**EXTRAIT CHOISI:**
Marcus Hönig a publié un livre-récit, Les larmes de Jimmy, sur son équipée en Algérie en août 2024. Il livre ici à sa manière – avec tact et sensibilité – ses impressions et réponses à des questions qui nous sont venues après lecture de son livre.
Le Matin d’Algérie : Comment vous, Ardéchois, êtes arrivé à faire ce voyage en Algérie ?
Marcus Hönig : Dans mon parcours d’écriture, j’envisageai une suite au roman Planète Verte* qui illustre la vie en régime autoritaire. Cette suite devait pour partie se dérouler en terre d’Islam. J’ai appris, je pensais, qu’il est impossible d’écrire et d’évoluer dans un sujet dont on n’a aucune connaissance personnelle. L’idée d’aller voir, l’autopsie, est restée en attente.
Je trouvais à me documenter sur tel ou tel pays, quand l’Algérie restait aux contours flous, mystérieuse, ne laissant rien entrevoir de son actualité. Plus j’avançai, plus ma propre ignorance à son sujet se dévoilait concernant la vie des Algériens aujourd’hui.
Ce « trou noir » finit par devenir magnétique. C’est alors qu’a eu lieu la rencontre à Briançon avec un membre bénévole d’un centre d’accueil pour réfugiés qui m’affirmait que oui, des Algériens fuient leur pays. Ma curiosité prit alors une nouvelle tournure. C’était d’abord l’Algérie, c’est devenu les Algériens. J’ai débarqué, carnet à la main comme prévu, mais c’est un autre livre, plus urgent, qui s’est imposé.
Le Matin d’Algérie : Qu’est-ce que vous connaissiez de l’Algérie avant ?
Marcus Hönig : J’évoquais mon ignorance, elle était grande et l’est toujours. Il m’a fallu des mois pour y voir plus clair avant d’abandonner la quête d’éclairer le passé sans connaître le présent.
Je ne peux, en tant qu’écrivain, n’être que l’élément sensible, pas celui qui ambitionne d’expliquer. C’est à croire que le nom même d’Algérie est synonyme de passé. Je me lassai des disputes d’experts qui si elles étaient éclairantes nous auraient tous aveuglés depuis longtemps. J’interrogeai autour de moi, chacun avait finalement un lien avec l’Algérie, lien solide, mais muet. Je ne savais pas à quoi m’attendre, si sur place j’allais être plongé dans cet illisible brassage des passés. Il n’en a rien été, pas un mot de la guerre ou de colonie, en dehors d’évocations songeuses.

**CONSIGNES:**
1. D'après l'entretien sur l'Algérie, dans quelle ville Marcus Hönig a-t-il rencontré un bénévole d'un centre d'accueil pour réfugiés ?
2. Reprenez l'entretien sur l'Algérie à la suite de sa dernière phrase.
Les données ci-après forment un ensemble distinct de l'entretien sur l'Algérie.

**DONNÉES ENREGISTRÉES:**
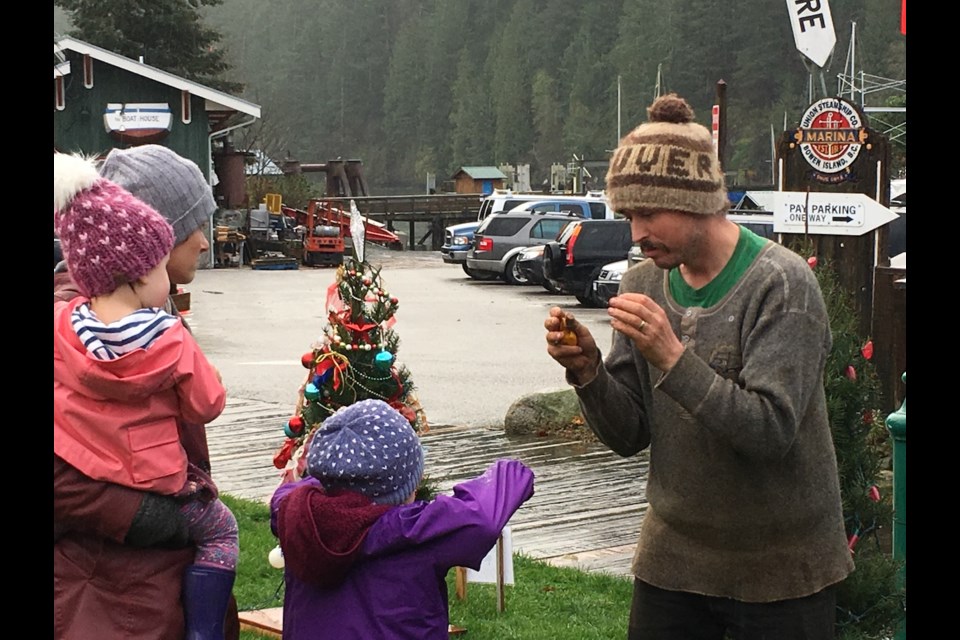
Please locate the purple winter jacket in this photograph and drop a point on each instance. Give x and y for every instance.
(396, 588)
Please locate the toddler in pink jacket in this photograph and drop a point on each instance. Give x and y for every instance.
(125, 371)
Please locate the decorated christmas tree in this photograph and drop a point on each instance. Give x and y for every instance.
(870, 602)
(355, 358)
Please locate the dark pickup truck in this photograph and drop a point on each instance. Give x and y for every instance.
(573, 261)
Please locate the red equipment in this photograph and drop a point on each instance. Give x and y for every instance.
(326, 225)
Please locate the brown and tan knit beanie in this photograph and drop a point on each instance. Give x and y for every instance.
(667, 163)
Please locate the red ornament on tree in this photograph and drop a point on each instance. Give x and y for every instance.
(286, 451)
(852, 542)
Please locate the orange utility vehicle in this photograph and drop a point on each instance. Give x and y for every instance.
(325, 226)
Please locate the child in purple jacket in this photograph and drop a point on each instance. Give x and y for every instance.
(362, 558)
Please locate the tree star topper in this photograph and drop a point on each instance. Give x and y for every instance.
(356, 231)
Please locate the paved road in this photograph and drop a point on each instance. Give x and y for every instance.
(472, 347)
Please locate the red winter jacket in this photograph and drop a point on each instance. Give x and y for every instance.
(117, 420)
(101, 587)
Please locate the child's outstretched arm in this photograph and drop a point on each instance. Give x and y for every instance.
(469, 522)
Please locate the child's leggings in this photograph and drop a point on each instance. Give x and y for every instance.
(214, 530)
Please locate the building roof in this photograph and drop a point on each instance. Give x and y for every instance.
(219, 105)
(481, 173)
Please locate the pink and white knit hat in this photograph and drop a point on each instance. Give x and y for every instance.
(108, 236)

**RÉPONSES DANS L'ORDRE:**
1. À Briançon.

2.
L’heure est réglée sur le présent, présent, présent.
Le Matin d’Algérie : Quelles furent vos appréhensions premières ?
Marcus Hönig : Les premières n’étaient pas les miennes. Elles m’étaient généreusement transmises par un entourage qui, sous prétexte de bienveillance, m’aura organisé quelques sueurs froides. Naïf, inconscient, tête brûlée, je paraissais être tout cela. Des velléités de renoncements m’ont effleuré. Malgré cela, une attraction irrépressible m’obligeait. Je pensais dès janvier 2024 qu’une rupture entre la France et l’Algérie n’était pas à exclure et qu’il fallait se dépêcher.
Je ne me suis senti nulle part en danger, de jour, de nuit, à Alger ou ailleurs. Sitôt le pied posé à Alger je me suis senti entouré. Je n’ai jamais donné tant de mains, jamais dit autant merci, jamais été à ce point bienvenu quelque part. Leurs mains sont venues au contact de mon cœur avec une force inouïe.
Un homme, à Alger, après une longue discussion, me dit ceci : « En France, Marcus, tu es Français, mais en Algérie et es un Algérien ».
Ces mots sont puissants.
Un policier, toujours à Alger, à qui je demandais mon chemin, m’a donné sa main et s’est excusé de ne pas mieux parler le français ! C’est la métamorphose des craintes, ce voyage m’a conduit de la peur de à la peur pour.
Le Matin d’Algérie : En arrivant à Alger, qu’est-ce qui vous a le plus surpris ?
Marcus Hönig : J’ai su dans l’instant que j’étais au bon endroit. En partant, je recherchai à me mettre en situation d’insécurité, culturelle, émotionnelle, affective, à aller exactement là où on ne va pas. D’Européen, sac au dos et content d’être là, je n’ai croisé aucun autre. Tant mieux, je n’avais pas le choix que d’encaisser à 100% tout ce qui allait laisser sa marque. Et les marques sont profondes.
…30 gamins courent après un ballon dans une rue barrée pour qu’ils aient un endroit où jouer, se défouler sous le regard amusé des policiers qui se régalent du spectacle, sur fond de sirènes hypersonores à l’américaine des voitures de la Chorta.
…Après 3 jours on ne sent plus la pollution délirante dont j’ai pris une immense tarte dès la première rue.
Être comme un poisson dans l’eau, dans le chaudron algérois de 4 millions de personnes, c’est surprenant, oui.
Le Matin d’Algérie : Vous étiez en Algérie au moment où les relations avec la France avaient commencé à se brouiller avec notamment le rappel par l’Algérie de son ambassadeur à Paris. Aviez-vous ressenti quelque animosité pendant votre séjour ?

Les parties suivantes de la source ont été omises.